** Opening Record extracts block **

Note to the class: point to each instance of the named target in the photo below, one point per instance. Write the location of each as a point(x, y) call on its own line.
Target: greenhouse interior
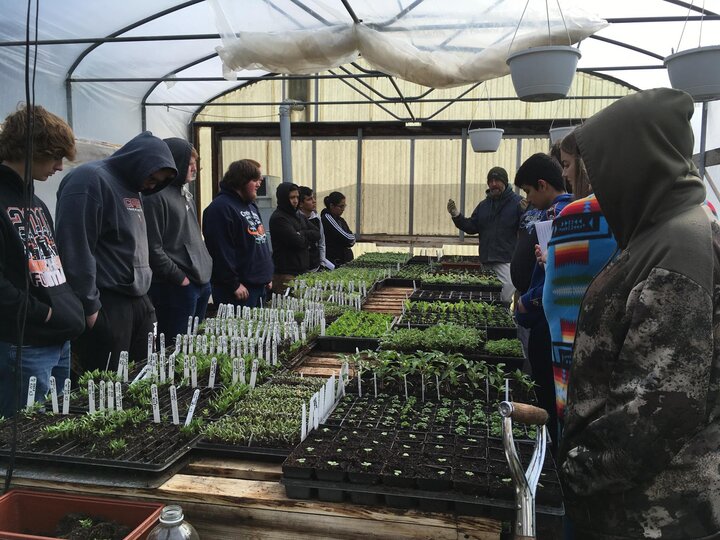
point(360, 268)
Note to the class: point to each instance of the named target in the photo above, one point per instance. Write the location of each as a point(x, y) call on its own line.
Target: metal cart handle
point(524, 413)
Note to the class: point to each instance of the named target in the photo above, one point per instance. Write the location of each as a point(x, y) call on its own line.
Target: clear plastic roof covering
point(113, 67)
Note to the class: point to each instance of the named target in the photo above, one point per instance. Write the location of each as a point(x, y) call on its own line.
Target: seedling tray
point(462, 504)
point(346, 344)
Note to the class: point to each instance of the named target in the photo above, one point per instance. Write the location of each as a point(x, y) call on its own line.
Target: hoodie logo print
point(254, 226)
point(43, 259)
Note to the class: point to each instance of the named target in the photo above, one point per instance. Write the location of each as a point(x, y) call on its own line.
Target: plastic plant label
point(253, 373)
point(213, 371)
point(91, 396)
point(303, 423)
point(53, 394)
point(155, 403)
point(151, 343)
point(118, 396)
point(191, 409)
point(236, 370)
point(101, 395)
point(66, 397)
point(193, 372)
point(173, 405)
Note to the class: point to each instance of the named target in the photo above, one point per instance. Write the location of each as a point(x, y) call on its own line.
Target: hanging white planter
point(558, 134)
point(543, 73)
point(696, 71)
point(485, 139)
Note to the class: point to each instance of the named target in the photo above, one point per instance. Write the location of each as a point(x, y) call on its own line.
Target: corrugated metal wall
point(404, 183)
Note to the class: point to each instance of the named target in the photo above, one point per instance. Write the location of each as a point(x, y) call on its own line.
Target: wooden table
point(233, 499)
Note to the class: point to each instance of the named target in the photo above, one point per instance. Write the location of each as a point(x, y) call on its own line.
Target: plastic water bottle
point(172, 526)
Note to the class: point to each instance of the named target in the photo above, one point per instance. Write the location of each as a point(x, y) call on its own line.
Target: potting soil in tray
point(404, 469)
point(137, 445)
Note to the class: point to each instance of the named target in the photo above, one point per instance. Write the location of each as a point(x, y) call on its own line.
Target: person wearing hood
point(639, 455)
point(49, 310)
point(307, 208)
point(291, 237)
point(103, 240)
point(236, 239)
point(179, 260)
point(496, 220)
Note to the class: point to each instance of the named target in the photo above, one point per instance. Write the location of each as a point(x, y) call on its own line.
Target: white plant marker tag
point(236, 370)
point(155, 403)
point(193, 404)
point(173, 405)
point(193, 372)
point(253, 373)
point(162, 368)
point(66, 397)
point(213, 371)
point(151, 343)
point(91, 396)
point(53, 394)
point(101, 395)
point(118, 396)
point(303, 424)
point(111, 395)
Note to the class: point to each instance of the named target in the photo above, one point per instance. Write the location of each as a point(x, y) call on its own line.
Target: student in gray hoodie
point(179, 260)
point(103, 240)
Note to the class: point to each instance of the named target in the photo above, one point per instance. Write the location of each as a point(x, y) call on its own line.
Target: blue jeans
point(222, 295)
point(175, 303)
point(42, 362)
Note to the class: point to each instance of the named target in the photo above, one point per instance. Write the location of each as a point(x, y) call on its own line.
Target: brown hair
point(52, 137)
point(581, 183)
point(241, 172)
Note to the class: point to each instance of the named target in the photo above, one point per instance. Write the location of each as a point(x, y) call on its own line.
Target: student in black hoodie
point(179, 260)
point(51, 313)
point(103, 238)
point(291, 237)
point(339, 239)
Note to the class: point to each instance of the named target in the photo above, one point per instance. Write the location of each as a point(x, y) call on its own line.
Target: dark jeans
point(123, 324)
point(175, 303)
point(222, 295)
point(540, 358)
point(40, 361)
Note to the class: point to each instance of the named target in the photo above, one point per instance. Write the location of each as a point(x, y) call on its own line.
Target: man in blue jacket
point(496, 220)
point(103, 241)
point(236, 239)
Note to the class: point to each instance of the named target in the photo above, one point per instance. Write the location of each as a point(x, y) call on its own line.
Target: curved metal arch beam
point(143, 113)
point(627, 46)
point(132, 26)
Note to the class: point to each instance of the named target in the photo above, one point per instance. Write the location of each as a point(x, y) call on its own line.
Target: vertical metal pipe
point(285, 142)
point(358, 186)
point(463, 176)
point(411, 213)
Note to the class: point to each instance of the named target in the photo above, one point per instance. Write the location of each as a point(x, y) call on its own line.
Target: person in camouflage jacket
point(640, 455)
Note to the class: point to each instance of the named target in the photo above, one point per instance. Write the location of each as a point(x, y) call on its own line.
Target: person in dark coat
point(496, 220)
point(179, 260)
point(339, 239)
point(51, 313)
point(291, 236)
point(236, 239)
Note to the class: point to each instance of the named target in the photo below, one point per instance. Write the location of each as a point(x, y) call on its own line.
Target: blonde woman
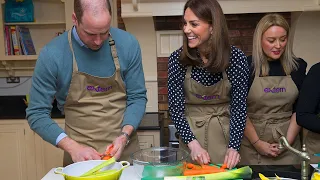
point(276, 77)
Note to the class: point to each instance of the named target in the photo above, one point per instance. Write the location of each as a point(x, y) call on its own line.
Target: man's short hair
point(78, 8)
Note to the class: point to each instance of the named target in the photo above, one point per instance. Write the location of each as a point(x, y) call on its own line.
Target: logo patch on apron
point(98, 88)
point(275, 90)
point(206, 98)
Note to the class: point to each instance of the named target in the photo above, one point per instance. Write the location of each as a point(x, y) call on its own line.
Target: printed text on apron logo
point(275, 90)
point(205, 97)
point(98, 88)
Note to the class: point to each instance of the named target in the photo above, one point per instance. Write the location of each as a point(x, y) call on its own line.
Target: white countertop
point(127, 173)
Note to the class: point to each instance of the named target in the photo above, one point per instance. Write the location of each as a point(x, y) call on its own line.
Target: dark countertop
point(13, 107)
point(284, 171)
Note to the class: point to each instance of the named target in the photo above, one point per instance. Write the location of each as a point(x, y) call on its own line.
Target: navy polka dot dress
point(238, 75)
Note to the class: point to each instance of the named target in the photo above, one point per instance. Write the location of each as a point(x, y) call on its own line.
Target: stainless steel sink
point(284, 175)
point(285, 172)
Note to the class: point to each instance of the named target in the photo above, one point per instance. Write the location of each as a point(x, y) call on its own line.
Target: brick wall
point(241, 29)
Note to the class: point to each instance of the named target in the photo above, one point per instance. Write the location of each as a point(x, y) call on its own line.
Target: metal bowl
point(157, 162)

** Closing Record extracts block **

• [Goal of the exercise]: Print each line of the material above exactly, with the pictures removed from your copy.

• [Your solution]:
Note to the class: point to each instance of the named target in the photo below, one point per instance. Write the location of each as a point(x, y) call on its own line.
Target: greenhouse interior
point(360, 268)
Note to the class: point to each instance of the named target in the photo above, one point per instance. Write the location of each as a point(x, y) call on its own line.
Target: metal cart handle
point(524, 413)
Note to the class: point to each instance of the named target in the photo above, one point per instance. Write the location of each as a point(x, y) call on its own line.
Target: clear plastic roof covering
point(113, 67)
Note to the class: point to each instance of the named target in the photo above, one point per instance. Write the location of each as a point(x, y) call on its own line.
Target: seedling tray
point(462, 504)
point(346, 344)
Note to the class: point to each instance of the named target in the photo above, one point per instance. Write the location of each as a point(x, y) call on its own line.
Target: hoodie logo print
point(254, 226)
point(43, 259)
Note to the class: point to each instance of the named target in the photo above, one point per instance. Write the location of each as a point(x, y) call on its own line.
Target: plastic plant label
point(253, 373)
point(213, 371)
point(91, 396)
point(303, 423)
point(53, 394)
point(155, 403)
point(151, 343)
point(118, 396)
point(191, 409)
point(236, 370)
point(101, 395)
point(66, 397)
point(193, 372)
point(173, 405)
Note to the class: point to each instance of the named target in the photo above, one point per instance. Write the location of each as a point(x, y) call on its own line.
Target: hanging white planter
point(558, 134)
point(543, 73)
point(696, 71)
point(485, 139)
Note to the class: point to each instance of the named target in the photo above, one point per instance. Write the location of each as a point(x, y) call on its own line.
Target: corrugated metal wall
point(404, 183)
Note to the class: point to each instance of the named target in the photo above, one point per instance. Write the location of each as a point(x, y) call on its own line.
Target: wooden table
point(233, 499)
Note to the class: point to each instance of the named target in the photo above, one point per instance. Write the location of each as a point(x, y) call on its own line.
Target: plastic water bottle
point(172, 526)
Note to the class: point to each instance of the named target in the photo above, one point per instance. Write the location of each as a point(x, y) call on its own line.
Target: potting soil in tray
point(404, 469)
point(137, 445)
Note to the class: point to each instance of the named target in the photo above, one point per instance. Write the location of each as a point(x, y) call on its own line.
Target: person wearing hood
point(639, 455)
point(49, 310)
point(307, 208)
point(291, 237)
point(103, 240)
point(236, 239)
point(179, 260)
point(496, 220)
Note to the class: point to each instance of the named target in the photo above, one point per instance. Write the location of each as a point(x, y) call on its own line.
Target: white plant marker tag
point(236, 370)
point(155, 403)
point(193, 404)
point(173, 405)
point(193, 372)
point(253, 373)
point(162, 368)
point(66, 397)
point(213, 371)
point(151, 343)
point(91, 396)
point(53, 394)
point(101, 395)
point(118, 396)
point(303, 424)
point(111, 395)
Note to the class: point to each instance of the named target in the photo above, one point per instance. Write the location of each as a point(x, y) call on its own line.
Target: student in gray hoodie
point(179, 260)
point(103, 240)
Note to the class: point to each instance of the named target in the photo above, one point per instance. Write the location of each as a point(x, y) call on its own line.
Target: blue jeans
point(222, 295)
point(175, 303)
point(42, 362)
Note to the class: point to each instance of the named target in the photo above, one point per instance. Write the location of each as a point(x, y) call on its own line.
Target: brown hair
point(52, 137)
point(581, 183)
point(241, 172)
Note to the class: point to each instance of the named target in the photo above, one point per instance. Write the location of each as a point(x, y) call on its own line.
Target: student in black hoodie
point(179, 260)
point(51, 313)
point(103, 238)
point(291, 237)
point(339, 239)
Note to the class: point to each instance of the named target in the photo above, one point per instance. Write the location of each as a point(x, y) call on its own line.
Target: dark jeans
point(123, 324)
point(175, 303)
point(222, 295)
point(540, 358)
point(40, 361)
Note to the class: point to each instance of the named target in the photo above, one point per instance. Write the location of each as a point(x, y) call on its own line.
Target: man in blue jacket
point(496, 220)
point(103, 241)
point(236, 239)
Note to the class: point to each instance of the named target in the photo above, one point per instance. Write the location of each as a point(x, y) call on its own line.
Target: curved metal arch beam
point(143, 113)
point(627, 46)
point(132, 26)
Note to the class: point to each instance of the named target in the photo above, one point per instance. Write the location of each as a point(x, y) call on its own line.
Target: vertical metal pipe
point(285, 142)
point(358, 186)
point(463, 176)
point(411, 213)
Note to the class: point to each instance of the named target in the photo above, one point per instance. Write the location of each as a point(x, y) call on its own line.
Target: person in camouflage jacket
point(640, 455)
Note to the class: point to each instance of the named target in the photo above, one point per instance. Write the location of each as a point(x, y) call on its own line.
Target: person in dark coat
point(496, 220)
point(179, 260)
point(339, 239)
point(51, 313)
point(291, 236)
point(236, 239)
Note to the class: point to each instance of the named target in the photo below, one point per instance. Write the location of each as a point(x, y) call on its own line.
Target: blonde woman
point(276, 77)
Note to the class: point to each instance of the named target in the photo above, one point per instance. Write the location of each as a point(x, y) call on its own line.
Target: man's short hair
point(78, 8)
Note to the class: point to each instance of the named target in the photo above, one point per instance. Write the location of each as a point(x, y) call on its own line.
Target: logo patch on apron
point(98, 88)
point(275, 90)
point(206, 98)
Note to the class: point to each instance of the named target in the photo above, one point per instance. Write the location of each as a point(x, y) call on its own line.
Target: printed text on apron logo
point(275, 90)
point(205, 97)
point(98, 88)
Note to the class: point to each instance of the named target in the photo above, one point per instance. Write the location of each as a point(x, y) call on its own line.
Target: white countertop
point(127, 173)
Note to the class: point to each instance of the named target in the photo above, one point per instance. Write the location of each as a point(x, y) call on its own line.
Target: dark countertop
point(13, 107)
point(284, 171)
Note to the class: point to each instance of the named target in the photo above, one point per instance. Write the location of each as a point(x, y) call on its own line.
Target: navy polka dot dress
point(238, 75)
Note to the class: point to each instance of the named target in the photo above, one point per instance. Write the location of each as a point(x, y) call on its own line.
Target: stainless steel sink
point(284, 175)
point(285, 172)
Note to the class: point to each instance of the named target in the photo above, one point per instance. Write the location of each as a point(x, y) call on its own line.
Target: brick wall
point(241, 29)
Note to the class: point to each instance of the named target in the photo above, one point per instance. Write the location of each as a point(x, y) call on its own line.
Target: metal bowl
point(157, 162)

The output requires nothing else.